Assignment:
Please output each entry in the material beneath exactly as shown.

Data under study:

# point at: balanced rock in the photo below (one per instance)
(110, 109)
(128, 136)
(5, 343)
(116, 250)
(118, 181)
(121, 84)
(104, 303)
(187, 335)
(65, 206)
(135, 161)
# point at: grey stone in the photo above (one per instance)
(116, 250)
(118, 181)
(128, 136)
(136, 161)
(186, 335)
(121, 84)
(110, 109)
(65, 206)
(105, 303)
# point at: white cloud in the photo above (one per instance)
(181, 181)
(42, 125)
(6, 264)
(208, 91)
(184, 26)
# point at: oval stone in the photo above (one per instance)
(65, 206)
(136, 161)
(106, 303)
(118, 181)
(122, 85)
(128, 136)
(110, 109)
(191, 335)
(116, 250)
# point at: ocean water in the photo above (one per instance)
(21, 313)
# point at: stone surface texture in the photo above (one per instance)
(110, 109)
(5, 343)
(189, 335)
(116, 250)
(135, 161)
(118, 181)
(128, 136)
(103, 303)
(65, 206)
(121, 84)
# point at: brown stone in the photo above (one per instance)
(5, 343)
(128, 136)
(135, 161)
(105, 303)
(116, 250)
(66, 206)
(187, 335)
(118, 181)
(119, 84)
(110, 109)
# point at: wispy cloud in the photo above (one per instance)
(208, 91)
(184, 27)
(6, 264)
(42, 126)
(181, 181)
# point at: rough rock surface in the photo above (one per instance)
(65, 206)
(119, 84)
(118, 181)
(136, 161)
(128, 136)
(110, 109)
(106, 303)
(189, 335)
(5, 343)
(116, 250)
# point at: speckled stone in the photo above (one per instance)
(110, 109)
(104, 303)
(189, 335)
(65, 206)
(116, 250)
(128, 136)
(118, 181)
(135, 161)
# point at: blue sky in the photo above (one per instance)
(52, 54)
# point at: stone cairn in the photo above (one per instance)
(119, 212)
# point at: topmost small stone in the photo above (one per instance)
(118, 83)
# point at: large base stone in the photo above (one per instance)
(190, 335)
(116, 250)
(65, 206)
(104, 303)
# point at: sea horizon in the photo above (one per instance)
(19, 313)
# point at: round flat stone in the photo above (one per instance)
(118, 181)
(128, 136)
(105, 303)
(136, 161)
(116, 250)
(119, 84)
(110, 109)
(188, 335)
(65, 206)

Output of the task:
# point at: balanced rock in the photo below (one per instance)
(110, 109)
(128, 136)
(5, 343)
(116, 250)
(118, 181)
(121, 84)
(104, 303)
(187, 335)
(65, 206)
(135, 161)
# point at: grey stone in the photo above (one per instance)
(116, 250)
(118, 181)
(128, 136)
(136, 161)
(186, 335)
(121, 84)
(110, 109)
(65, 206)
(105, 303)
# point at: white cloud in the photo above (one per instance)
(181, 181)
(42, 125)
(6, 264)
(208, 91)
(184, 26)
# point at: oval stone in the photo above (one per instance)
(65, 206)
(136, 161)
(106, 303)
(118, 181)
(122, 85)
(128, 136)
(110, 109)
(191, 335)
(116, 250)
# point at: ocean water in the photo above (one per instance)
(21, 313)
# point at: stone surface texture in the photo above (one per instance)
(110, 109)
(5, 343)
(189, 335)
(116, 250)
(135, 161)
(118, 181)
(128, 136)
(103, 303)
(65, 206)
(121, 84)
# point at: brown stone in the photo above (one per instance)
(5, 343)
(128, 136)
(135, 161)
(105, 303)
(116, 250)
(66, 206)
(187, 335)
(118, 181)
(119, 84)
(110, 109)
# point at: wispy cloud in the photo above (one per instance)
(208, 91)
(184, 27)
(6, 264)
(42, 126)
(181, 181)
# point at: rough rock surface in the photo above (one per instance)
(65, 206)
(119, 84)
(118, 181)
(136, 161)
(128, 136)
(110, 109)
(106, 303)
(189, 335)
(5, 343)
(116, 250)
# point at: speckled stone in the photo above (one per instance)
(110, 109)
(104, 303)
(189, 335)
(65, 206)
(116, 250)
(128, 136)
(118, 181)
(135, 161)
# point at: blue sky in the photo above (one per instance)
(52, 54)
# point at: stone cairn in the photo above (one per instance)
(119, 212)
# point at: topmost small stone in the photo above (one per instance)
(118, 83)
# point at: large base stone in the photo above (one per instance)
(190, 335)
(116, 250)
(65, 206)
(104, 303)
# point at: sea horizon in the photo above (one per instance)
(19, 313)
# point at: round flat stone in the photo above (one per instance)
(118, 181)
(128, 136)
(105, 303)
(136, 161)
(116, 250)
(119, 84)
(110, 109)
(188, 335)
(65, 206)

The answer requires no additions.